▶ GIVEN INSTRUCTION 1
Reproduce the MAP #5 editorial below in full, word for word.

▶ DOCUMENT TEXT
=-=-=-=-=
Editorial

 

 

 

Welcome to the 5th edition of the e-journal
MAP - Media | Archive | Performance

 

MAP #5   Archive / Processes 2

 

 

Archival processes have long since exploded their conventional boundaries. No longer adhering strictly to predetermined methods, they cross institutional bounds. They are not restricted to classic archiving techniques or skills nor are they confined to working with documents as witnesses and verification. But neither do they occur randomly. They generate ever new orders; updating and reconfiguring these leads to processual knowledge acquisition. Thus the connection with the purported predecessor – the object of reference or past event – becomes ambivalent and is perceived as reciprocal and non-hierarchical. Archival processes become autonomous generators of meaning and organizers of significance.

 

Viewing current archival processes above all as resources for communicating with history – such as the re.act.feminism project has done, and the Living Archive of Berlin’s Arsenal – several aspects can be extrapolated, as the contributors to this edition have done in their articles. They consider the diverse range of archival concepts and explore their functions and strategies. They show that archive workers’ own expectations of their holdings sometimes conflict with the ways the archive is actually used. A central question is: on what levels can collections on performance-based arts highlight each other?

 

The fifth edition of MAP is divided into four chapters and incorporates three artistic positions on aspects of archiving, recording and re-producing.

 

In the first section, under the heading “Transparency”, Laurence Rassell (Barcelona), Barbara Clausen (Montréal) and Elisabeth Timm (Münster) consider basic questions of organizing information in a museum context. These articles continue the thread taken up in the second part of MAP #4. Existing institutions are used as structuring units and points of intersection of archival and creative practices for visualizations of history, configurations of artworks and curatorial activities. The strategies hereby employed strive on the one hand towards transparency in decision-making processes and fields of action. On the other hand, as public facilities, they respond to sociological and socio-political demands.
=-=-=-=-=
▶ GIVEN INSTRUCTION 2
Recast the records below as a numbered list, leaving out blank lines, covering only the stretch from the line that contains "If you would be so kind as to spot the smiling" through the end of the records, both ends included.

▶ MATERIAL TO PROCESS
=-=-=-=-=
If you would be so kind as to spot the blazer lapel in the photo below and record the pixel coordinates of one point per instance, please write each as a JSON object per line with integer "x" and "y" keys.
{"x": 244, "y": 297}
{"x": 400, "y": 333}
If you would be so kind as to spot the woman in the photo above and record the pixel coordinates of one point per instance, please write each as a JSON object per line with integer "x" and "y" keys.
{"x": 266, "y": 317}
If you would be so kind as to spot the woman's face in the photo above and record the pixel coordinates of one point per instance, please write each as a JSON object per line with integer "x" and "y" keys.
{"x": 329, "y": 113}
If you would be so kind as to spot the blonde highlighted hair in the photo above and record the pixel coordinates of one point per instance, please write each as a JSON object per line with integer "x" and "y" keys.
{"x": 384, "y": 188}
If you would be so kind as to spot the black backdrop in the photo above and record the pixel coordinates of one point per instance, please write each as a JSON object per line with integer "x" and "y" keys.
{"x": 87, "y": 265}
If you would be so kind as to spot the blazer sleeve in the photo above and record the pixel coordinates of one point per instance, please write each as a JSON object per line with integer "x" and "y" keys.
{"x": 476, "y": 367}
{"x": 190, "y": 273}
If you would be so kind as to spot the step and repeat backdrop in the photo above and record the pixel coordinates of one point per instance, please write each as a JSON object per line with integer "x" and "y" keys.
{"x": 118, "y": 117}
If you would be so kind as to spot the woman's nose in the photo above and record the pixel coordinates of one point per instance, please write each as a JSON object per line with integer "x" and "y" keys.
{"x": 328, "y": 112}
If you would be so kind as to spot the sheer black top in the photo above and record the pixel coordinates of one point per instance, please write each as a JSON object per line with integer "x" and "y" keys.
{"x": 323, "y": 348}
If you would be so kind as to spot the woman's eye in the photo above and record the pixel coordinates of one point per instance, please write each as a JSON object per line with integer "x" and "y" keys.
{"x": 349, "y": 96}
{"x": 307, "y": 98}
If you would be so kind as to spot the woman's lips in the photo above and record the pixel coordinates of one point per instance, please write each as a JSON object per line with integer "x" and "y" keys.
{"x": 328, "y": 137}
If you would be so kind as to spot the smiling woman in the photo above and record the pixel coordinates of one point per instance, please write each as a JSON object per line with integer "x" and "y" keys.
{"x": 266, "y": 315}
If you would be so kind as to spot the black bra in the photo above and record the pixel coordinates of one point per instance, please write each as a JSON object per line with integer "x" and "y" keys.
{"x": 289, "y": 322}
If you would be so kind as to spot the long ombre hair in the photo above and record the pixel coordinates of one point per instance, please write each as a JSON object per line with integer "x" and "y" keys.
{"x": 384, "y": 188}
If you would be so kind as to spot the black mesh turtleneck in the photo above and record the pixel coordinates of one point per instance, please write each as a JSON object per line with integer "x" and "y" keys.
=-=-=-=-=
▶ EXERCISE OUTPUT 1
Editorial

 

 

 

Welcome to the 5th edition of the e-journal
MAP - Media | Archive | Performance

 

MAP #5   Archive / Processes 2

 

 

Archival processes have long since exploded their conventional boundaries. No longer adhering strictly to predetermined methods, they cross institutional bounds. They are not restricted to classic archiving techniques or skills nor are they confined to working with documents as witnesses and verification. But neither do they occur randomly. They generate ever new orders; updating and reconfiguring these leads to processual knowledge acquisition. Thus the connection with the purported predecessor – the object of reference or past event – becomes ambivalent and is perceived as reciprocal and non-hierarchical. Archival processes become autonomous generators of meaning and organizers of significance.

 

Viewing current archival processes above all as resources for communicating with history – such as the re.act.feminism project has done, and the Living Archive of Berlin’s Arsenal – several aspects can be extrapolated, as the contributors to this edition have done in their articles. They consider the diverse range of archival concepts and explore their functions and strategies. They show that archive workers’ own expectations of their holdings sometimes conflict with the ways the archive is actually used. A central question is: on what levels can collections on performance-based arts highlight each other?

 

The fifth edition of MAP is divided into four chapters and incorporates three artistic positions on aspects of archiving, recording and re-producing.

 

In the first section, under the heading “Transparency”, Laurence Rassell (Barcelona), Barbara Clausen (Montréal) and Elisabeth Timm (Münster) consider basic questions of organizing information in a museum context. These articles continue the thread taken up in the second part of MAP #4. Existing institutions are used as structuring units and points of intersection of archival and creative practices for visualizations of history, configurations of artworks and curatorial activities. The strategies hereby employed strive on the one hand towards transparency in decision-making processes and fields of action. On the other hand, as public facilities, they respond to sociological and socio-political demands.

▶ EXERCISE OUTPUT 2
1. If you would be so kind as to spot the smiling woman in the photo above and record the pixel coordinates of one point per instance, please write each as a JSON object per line with integer "x" and "y" keys.
2. {"x": 266, "y": 315}
3. If you would be so kind as to spot the black bra in the photo above and record the pixel coordinates of one point per instance, please write each as a JSON object per line with integer "x" and "y" keys.
4. {"x": 289, "y": 322}
5. If you would be so kind as to spot the long ombre hair in the photo above and record the pixel coordinates of one point per instance, please write each as a JSON object per line with integer "x" and "y" keys.
6. {"x": 384, "y": 188}
7. If you would be so kind as to spot the black mesh turtleneck in the photo above and record the pixel coordinates of one point per instance, please write each as a JSON object per line with integer "x" and "y" keys.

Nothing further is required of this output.